In the words of a young Brotherhood member who was close to him, the
“engineer” had, over the years, formed an “organization within the
organization”, gaining the loyality of many members by employing them
in his various companies.

His profile, which combines wealth with power never existed before in
the Brotherhood’s history and as one insider put it: seems fitting the
Gamal Mubarak era.

Following the deaths of Supreme Guide Mashour (2002), and his
successor Ma’moun El-Hodeibi (2004), both powerful leaders who
exercised strict control, Mahdi Akef took over.

According to El-Zafarani, Akef showed less interest in administrative
and organizational matters and allowed El-Shater to assume greater
responsibility, including control of the Brotherhood’s finances.

It is no secret that El-Shater successfully invested the group’s
funds. To avoid security monitoring he devised creative ways to expand
his own wealth and that of the group, leading to ever greater overlap
between his own business interests and the Brotherhood’s finances.

When the Mubarak regime clamped down on the group in 2006, referring
El-Shater, Malek and other leaders to a military court for money
laundry, the Brotherhood’s financial situation wasn’t affected, though
Shater and Malek received seven-year jail sentences.

» **EXCERPTED RECORDS**
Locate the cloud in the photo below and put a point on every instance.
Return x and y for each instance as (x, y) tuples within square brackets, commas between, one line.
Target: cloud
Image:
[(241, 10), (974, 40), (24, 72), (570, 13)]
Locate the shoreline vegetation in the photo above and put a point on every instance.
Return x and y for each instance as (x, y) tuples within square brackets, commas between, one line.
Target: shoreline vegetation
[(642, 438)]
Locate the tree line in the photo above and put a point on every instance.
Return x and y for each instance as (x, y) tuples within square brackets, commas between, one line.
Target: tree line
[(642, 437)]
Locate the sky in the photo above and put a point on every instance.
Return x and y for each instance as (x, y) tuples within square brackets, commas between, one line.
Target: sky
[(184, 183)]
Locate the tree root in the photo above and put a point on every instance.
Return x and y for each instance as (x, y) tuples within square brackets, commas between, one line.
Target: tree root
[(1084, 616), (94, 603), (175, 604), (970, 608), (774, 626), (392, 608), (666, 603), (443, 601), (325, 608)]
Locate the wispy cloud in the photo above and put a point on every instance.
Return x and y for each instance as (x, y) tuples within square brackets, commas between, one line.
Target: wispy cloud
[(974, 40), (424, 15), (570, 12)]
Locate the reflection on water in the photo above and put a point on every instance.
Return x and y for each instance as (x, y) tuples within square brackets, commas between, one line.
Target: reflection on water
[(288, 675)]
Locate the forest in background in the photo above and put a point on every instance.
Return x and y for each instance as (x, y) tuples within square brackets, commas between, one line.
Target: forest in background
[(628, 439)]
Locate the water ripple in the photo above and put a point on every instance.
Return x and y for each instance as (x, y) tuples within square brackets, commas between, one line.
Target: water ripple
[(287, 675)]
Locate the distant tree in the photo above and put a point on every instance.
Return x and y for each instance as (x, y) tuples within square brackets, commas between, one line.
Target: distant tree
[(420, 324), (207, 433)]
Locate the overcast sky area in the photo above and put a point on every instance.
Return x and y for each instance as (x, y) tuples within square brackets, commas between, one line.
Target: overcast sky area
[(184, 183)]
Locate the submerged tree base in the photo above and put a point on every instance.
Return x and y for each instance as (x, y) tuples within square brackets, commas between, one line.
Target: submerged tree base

» **TASK DESCRIPTION**
Reproduce the whole text above on Khairat El-Shater and the Brotherhood's finances word for word. The records are unrelated to the text.

» **EXERCISE OUTPUT**
In the words of a young Brotherhood member who was close to him, the
“engineer” had, over the years, formed an “organization within the
organization”, gaining the loyality of many members by employing them
in his various companies.

His profile, which combines wealth with power never existed before in
the Brotherhood’s history and as one insider put it: seems fitting the
Gamal Mubarak era.

Following the deaths of Supreme Guide Mashour (2002), and his
successor Ma’moun El-Hodeibi (2004), both powerful leaders who
exercised strict control, Mahdi Akef took over.

According to El-Zafarani, Akef showed less interest in administrative
and organizational matters and allowed El-Shater to assume greater
responsibility, including control of the Brotherhood’s finances.

It is no secret that El-Shater successfully invested the group’s
funds. To avoid security monitoring he devised creative ways to expand
his own wealth and that of the group, leading to ever greater overlap
between his own business interests and the Brotherhood’s finances.

When the Mubarak regime clamped down on the group in 2006, referring
El-Shater, Malek and other leaders to a military court for money
laundry, the Brotherhood’s financial situation wasn’t affected, though
Shater and Malek received seven-year jail sentences.